(Opdrachten)
**A)** Stel vast of de volgende uitspraken overeenkomen met de tekst over de spelbegeleider: (i) de leiders en wisselspelers staan op minimaal 3 meter van de zijlijn; (ii) vanaf de aftrap kan niet direct worden gescoord; (iii) de spelbegeleider staat in het veld. Beantwoord elke uitspraak met ja of nee en citeer letterlijk de woorden uit de tekst die de doorslag geven.
**B)** Neem uit de tekst over de spelbegeleider letterlijk het gedeelte over dat opent met de woorden die "Op het speelveld" bevatten en sluit met "aan de spelers.".

(Tekst)
# # # # #
Wat is de positie van de spelbegeleider?
De spelbegeleider staat niet in maar langs het veld en als het spel hierom vraagt staat het hem/haar altijd vrij om het veld in te bewegen.
Op het speelveld mogen zich alleen de spelers en een spelbegeleider bevinden. De leiders en de wisselspelers van de beide teams staan op minimaal 3 meter van de zijlijn. De ouders/toeschouwers staan op minimaal 5 meter van het veld. Zo heeft de spelbegeleider ruimte om het spel te volgen vanaf de zijlijn en ondervinden de spelers geen last van de mensen om het veld.
In onderstaande afbeelding is de positie waar de spelbegeleider zich tijdens de wedstrijd kan begeven aangeduid met de paarse streep. Ook de ideale plek waar de leiders en wisselspelers én de toeschouwers moeten staan is aangegeven.

Spelregels wedstrijdvorm 6 tegen 6
Hieronder staan de spelregels die gehanteerd worden bij de 6 tegen 6 wedstrijden. De spelbegeleider wordt geacht deze regels te kennen. De spelbegeleider neemt bij het onjuist toepassen van de spelregels een beslissing en legt deze zo nodig uit aan de spelers.
Bij de onderstaande spelregels hebben we de aandachtspunten die tijdens een 6 tegen 6 wedstrijd nog wel eens mis gaan nog eens extra verduidelijkt.
Aftrap: De aftrap wordt genomen door één van de teams in het midden van het veld. Beide teams starten vanaf eigen helft. Er kan direct gescoord worden vanaf de aftrap. De tegenstander staat minimaal op vijf meter afstand.
# # # # #
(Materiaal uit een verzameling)
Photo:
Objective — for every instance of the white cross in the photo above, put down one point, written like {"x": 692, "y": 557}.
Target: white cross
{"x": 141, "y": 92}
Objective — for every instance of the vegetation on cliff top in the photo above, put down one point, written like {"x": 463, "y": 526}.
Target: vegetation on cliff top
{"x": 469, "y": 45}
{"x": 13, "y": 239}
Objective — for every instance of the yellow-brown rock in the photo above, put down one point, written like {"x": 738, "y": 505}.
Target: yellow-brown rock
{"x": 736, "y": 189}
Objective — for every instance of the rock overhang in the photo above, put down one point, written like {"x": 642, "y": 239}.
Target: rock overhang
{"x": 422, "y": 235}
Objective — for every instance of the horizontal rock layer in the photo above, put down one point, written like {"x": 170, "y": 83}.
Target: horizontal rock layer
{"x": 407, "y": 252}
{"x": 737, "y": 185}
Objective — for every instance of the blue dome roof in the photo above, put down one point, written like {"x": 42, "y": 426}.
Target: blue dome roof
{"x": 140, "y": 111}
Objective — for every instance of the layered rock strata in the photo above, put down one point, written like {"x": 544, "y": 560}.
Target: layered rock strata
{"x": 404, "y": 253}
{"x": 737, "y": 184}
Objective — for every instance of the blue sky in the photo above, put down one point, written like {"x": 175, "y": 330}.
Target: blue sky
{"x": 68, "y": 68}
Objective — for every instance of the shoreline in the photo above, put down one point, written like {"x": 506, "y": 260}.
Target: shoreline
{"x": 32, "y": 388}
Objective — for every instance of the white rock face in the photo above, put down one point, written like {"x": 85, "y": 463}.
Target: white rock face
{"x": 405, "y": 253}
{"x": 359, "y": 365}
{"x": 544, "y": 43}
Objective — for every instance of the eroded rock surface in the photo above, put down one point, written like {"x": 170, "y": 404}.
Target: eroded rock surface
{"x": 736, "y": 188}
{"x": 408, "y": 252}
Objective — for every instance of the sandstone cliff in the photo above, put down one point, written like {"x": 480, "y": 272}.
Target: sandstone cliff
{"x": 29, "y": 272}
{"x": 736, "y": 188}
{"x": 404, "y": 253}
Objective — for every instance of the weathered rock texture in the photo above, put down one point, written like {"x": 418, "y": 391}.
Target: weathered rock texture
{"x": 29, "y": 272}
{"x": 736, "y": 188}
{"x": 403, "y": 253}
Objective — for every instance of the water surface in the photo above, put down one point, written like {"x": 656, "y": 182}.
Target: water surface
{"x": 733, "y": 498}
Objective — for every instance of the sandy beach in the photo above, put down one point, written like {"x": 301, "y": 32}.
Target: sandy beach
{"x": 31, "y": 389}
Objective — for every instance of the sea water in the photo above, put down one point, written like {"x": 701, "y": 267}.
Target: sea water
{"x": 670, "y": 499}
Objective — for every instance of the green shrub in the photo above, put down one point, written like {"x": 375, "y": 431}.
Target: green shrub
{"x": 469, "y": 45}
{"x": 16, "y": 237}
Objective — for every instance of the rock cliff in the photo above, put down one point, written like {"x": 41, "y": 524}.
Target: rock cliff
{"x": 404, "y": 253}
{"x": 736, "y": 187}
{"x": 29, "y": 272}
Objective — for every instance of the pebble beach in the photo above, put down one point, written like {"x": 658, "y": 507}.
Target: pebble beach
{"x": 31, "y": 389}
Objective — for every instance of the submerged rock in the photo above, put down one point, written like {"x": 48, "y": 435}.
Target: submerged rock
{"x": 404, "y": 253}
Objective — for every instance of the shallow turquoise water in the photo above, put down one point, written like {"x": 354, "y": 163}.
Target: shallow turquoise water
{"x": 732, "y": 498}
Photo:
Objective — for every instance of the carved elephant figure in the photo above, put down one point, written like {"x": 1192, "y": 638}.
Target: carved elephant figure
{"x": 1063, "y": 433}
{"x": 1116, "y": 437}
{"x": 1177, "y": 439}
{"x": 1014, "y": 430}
# # # # #
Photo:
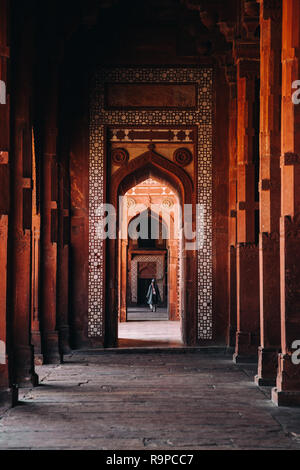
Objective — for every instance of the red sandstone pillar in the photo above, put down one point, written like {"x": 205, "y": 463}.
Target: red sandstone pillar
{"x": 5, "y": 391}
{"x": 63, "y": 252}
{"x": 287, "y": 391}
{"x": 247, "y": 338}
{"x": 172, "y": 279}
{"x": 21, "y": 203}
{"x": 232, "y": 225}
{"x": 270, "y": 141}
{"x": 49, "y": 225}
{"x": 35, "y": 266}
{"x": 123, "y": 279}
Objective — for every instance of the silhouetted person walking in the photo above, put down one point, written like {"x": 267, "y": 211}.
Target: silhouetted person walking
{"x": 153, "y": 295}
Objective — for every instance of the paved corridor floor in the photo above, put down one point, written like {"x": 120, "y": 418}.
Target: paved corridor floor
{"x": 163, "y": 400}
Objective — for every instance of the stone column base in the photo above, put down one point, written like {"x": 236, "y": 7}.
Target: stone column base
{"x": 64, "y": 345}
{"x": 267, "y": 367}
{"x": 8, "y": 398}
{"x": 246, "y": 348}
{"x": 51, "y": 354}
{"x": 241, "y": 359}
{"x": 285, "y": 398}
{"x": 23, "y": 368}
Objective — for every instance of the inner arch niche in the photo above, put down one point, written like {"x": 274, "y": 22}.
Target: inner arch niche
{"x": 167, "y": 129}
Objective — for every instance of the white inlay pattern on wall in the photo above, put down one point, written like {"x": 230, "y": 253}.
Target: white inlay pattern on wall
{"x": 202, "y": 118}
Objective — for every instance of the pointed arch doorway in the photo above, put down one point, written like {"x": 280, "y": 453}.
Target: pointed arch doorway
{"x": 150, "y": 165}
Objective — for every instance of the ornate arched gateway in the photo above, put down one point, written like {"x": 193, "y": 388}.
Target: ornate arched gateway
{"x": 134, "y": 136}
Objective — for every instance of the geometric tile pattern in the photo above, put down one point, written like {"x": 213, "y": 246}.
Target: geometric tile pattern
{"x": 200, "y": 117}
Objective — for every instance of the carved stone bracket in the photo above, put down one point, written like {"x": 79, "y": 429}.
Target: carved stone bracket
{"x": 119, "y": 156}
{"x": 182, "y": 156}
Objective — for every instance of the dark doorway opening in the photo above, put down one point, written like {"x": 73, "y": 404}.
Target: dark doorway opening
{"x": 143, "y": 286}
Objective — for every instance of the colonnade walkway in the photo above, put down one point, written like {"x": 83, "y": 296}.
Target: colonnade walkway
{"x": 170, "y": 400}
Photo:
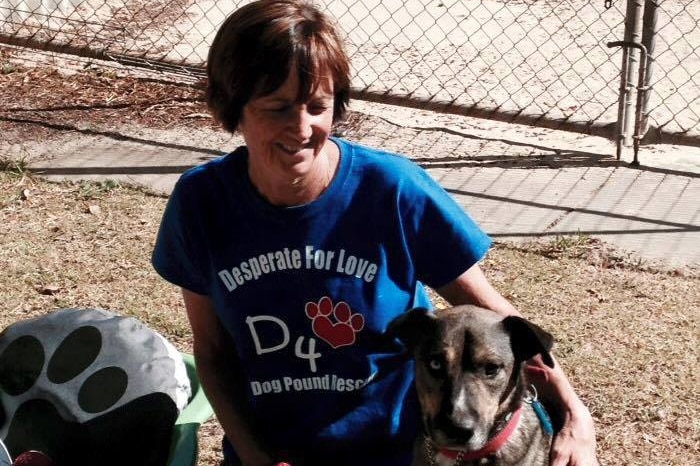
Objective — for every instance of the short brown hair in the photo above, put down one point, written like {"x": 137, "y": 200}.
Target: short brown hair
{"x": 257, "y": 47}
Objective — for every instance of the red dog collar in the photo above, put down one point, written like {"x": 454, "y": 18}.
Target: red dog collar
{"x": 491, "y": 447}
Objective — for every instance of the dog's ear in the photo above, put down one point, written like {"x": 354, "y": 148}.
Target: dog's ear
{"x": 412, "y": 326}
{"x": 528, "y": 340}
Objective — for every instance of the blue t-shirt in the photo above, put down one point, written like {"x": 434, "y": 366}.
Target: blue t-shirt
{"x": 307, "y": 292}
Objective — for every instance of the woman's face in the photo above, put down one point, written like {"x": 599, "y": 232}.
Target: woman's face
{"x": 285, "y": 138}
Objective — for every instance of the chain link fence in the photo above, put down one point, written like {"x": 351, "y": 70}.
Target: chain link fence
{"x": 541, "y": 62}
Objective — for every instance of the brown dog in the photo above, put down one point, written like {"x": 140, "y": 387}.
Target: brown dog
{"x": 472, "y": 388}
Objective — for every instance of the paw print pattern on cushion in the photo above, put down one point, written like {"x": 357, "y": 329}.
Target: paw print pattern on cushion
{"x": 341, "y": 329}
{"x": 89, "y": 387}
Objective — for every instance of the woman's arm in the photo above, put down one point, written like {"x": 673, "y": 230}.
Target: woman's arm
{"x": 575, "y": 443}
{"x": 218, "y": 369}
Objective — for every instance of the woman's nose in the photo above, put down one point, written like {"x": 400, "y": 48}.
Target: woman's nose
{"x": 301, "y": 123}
# # # # #
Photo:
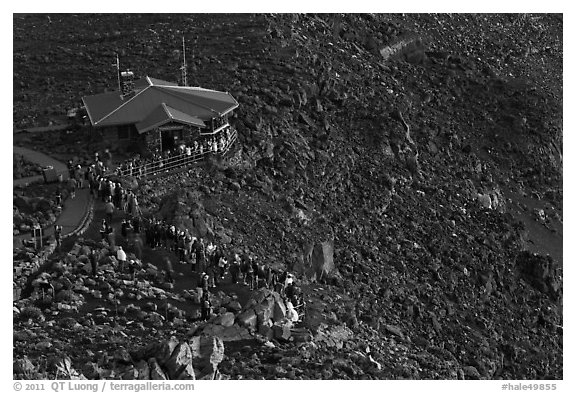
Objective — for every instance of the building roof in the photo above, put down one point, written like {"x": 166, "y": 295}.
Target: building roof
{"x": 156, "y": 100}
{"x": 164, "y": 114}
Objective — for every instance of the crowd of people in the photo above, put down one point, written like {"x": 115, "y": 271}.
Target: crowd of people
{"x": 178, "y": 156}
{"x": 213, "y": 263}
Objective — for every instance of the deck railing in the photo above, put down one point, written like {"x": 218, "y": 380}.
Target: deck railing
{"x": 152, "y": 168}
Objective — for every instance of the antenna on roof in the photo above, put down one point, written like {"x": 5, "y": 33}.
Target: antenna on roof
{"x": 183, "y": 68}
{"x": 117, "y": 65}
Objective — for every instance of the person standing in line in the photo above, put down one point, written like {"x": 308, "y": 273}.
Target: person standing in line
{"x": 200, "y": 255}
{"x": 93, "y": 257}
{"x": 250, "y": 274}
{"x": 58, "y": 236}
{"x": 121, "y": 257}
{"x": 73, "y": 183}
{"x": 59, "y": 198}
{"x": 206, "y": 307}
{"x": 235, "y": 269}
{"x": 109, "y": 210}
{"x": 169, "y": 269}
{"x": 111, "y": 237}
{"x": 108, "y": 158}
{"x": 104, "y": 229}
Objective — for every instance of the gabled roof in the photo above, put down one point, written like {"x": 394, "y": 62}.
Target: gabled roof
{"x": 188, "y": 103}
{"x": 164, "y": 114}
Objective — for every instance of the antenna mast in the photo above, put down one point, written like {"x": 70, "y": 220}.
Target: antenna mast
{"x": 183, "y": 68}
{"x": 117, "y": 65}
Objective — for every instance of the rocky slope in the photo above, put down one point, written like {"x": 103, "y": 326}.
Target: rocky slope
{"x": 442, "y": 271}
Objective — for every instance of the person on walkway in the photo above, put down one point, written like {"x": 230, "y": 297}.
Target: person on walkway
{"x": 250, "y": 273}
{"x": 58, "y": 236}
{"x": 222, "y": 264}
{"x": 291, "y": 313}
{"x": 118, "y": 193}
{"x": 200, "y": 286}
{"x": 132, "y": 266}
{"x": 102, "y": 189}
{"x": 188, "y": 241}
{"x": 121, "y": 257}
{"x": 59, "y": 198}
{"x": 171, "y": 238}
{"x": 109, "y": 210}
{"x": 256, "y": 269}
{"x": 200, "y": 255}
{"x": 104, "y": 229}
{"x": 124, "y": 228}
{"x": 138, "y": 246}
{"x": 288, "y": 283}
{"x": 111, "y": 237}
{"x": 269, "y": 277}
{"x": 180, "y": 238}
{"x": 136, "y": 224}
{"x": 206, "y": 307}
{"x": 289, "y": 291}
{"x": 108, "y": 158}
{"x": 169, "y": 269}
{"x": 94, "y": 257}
# # # # #
(Antwoorden per opdracht)
**A)**
(i) Ja: "De leiders en de wisselspelers van de beide teams staan op minimaal 3 meter van de zijlijn."
(ii) Nee: "Er kan direct gescoord worden vanaf de aftrap."
(iii) Nee: "De spelbegeleider staat niet in maar langs het veld"

**B)**
Op het speelveld mogen zich alleen de spelers en een spelbegeleider bevinden. De leiders en de wisselspelers van de beide teams staan op minimaal 3 meter van de zijlijn. De ouders/toeschouwers staan op minimaal 5 meter van het veld. Zo heeft de spelbegeleider ruimte om het spel te volgen vanaf de zijlijn en ondervinden de spelers geen last van de mensen om het veld.
In onderstaande afbeelding is de positie waar de spelbegeleider zich tijdens de wedstrijd kan begeven aangeduid met de paarse streep. Ook de ideale plek waar de leiders en wisselspelers én de toeschouwers moeten staan is aangegeven.

Spelregels wedstrijdvorm 6 tegen 6
Hieronder staan de spelregels die gehanteerd worden bij de 6 tegen 6 wedstrijden. De spelbegeleider wordt geacht deze regels te kennen. De spelbegeleider neemt bij het onjuist toepassen van de spelregels een beslissing en legt deze zo nodig uit aan de spelers.